Again we see r and R fairly close to each other and also see a nice bump in performance over the topics alone model (r=0.63 to 0.65).

We should go back and iterate on different feature selection pipelines, models (we have only tried Ridge regression but DLATK supports Lasso, Linear Regression, ElasticNet, Extra Trees, etc.) and model parameters but often you can get a "good enough" model without a full search over all models / parameters / features.

Building The Final Model

Finally, we want to build a model over the entire data set and save the model so we can apply to other data sets where age might not be available. To do that we use the following flag to train the model:

and the following to save the model:

Our final command looks like:

./dlatkInterface.py -d dla_tutorial -t msgs -c user_id --group_freq_thresh 500 -f 'feat$cat_met_a30_2000_cp_w$msgs$user_id$16to16' 'feat$1to3gram$msgs$user_id$16to16$0_1' 'feat$1to3gram$msgs$user_id$16to1$0_1' --outcome_table blog_outcomes --outcomes age --train_regression --model ridge1000 --feature_selection magic_sauce --save_model --picklefile ~/age.2000fbtopics.1to3grams.16to16.16to1.ridge1000.magic_sauce.gft500.pickle

which gives the output:

[TRAINING COMPLETE]

[Saving /home/user/age.2000fbtopics.1to3grams.16to16.16to1.ridge1000.magic_sauce.gft500.pickle]
--
Interface Runtime: 41.60 seconds
DLATK exits with success! A good day indeed  ¯\_()_/¯.

## [Exercise instructions]
1. Translate this sentence from the DLATK text into Spanish: "Finally, we want to build a model over the entire data set and save the model so we can apply to other data sets where age might not be available."
2. Reproduce word for word the part of the DLATK text between "Again we see" and "parameters / features.", inclusive.
3. According to the DLATK text, which type of model is the only one tried so far?

## [Dataset extract]
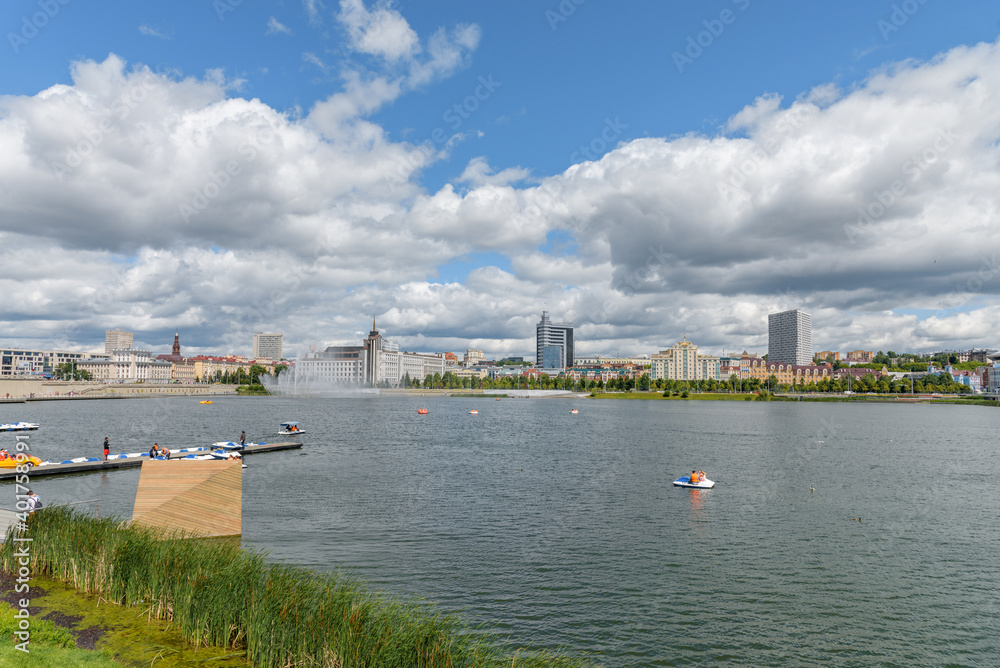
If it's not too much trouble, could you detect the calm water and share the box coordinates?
[0,397,1000,666]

## [Answers provided]
1. Finalmente, queremos construir un modelo sobre todo el conjunto de datos y guardar el modelo para poder aplicarlo a otros conjuntos de datos donde la edad podría no estar disponible.

2.
Again we see r and R fairly close to each other and also see a nice bump in performance over the topics alone model (r=0.63 to 0.65).

We should go back and iterate on different feature selection pipelines, models (we have only tried Ridge regression but DLATK supports Lasso, Linear Regression, ElasticNet, Extra Trees, etc.) and model parameters but often you can get a "good enough" model without a full search over all models / parameters / features.

3. Ridge regression.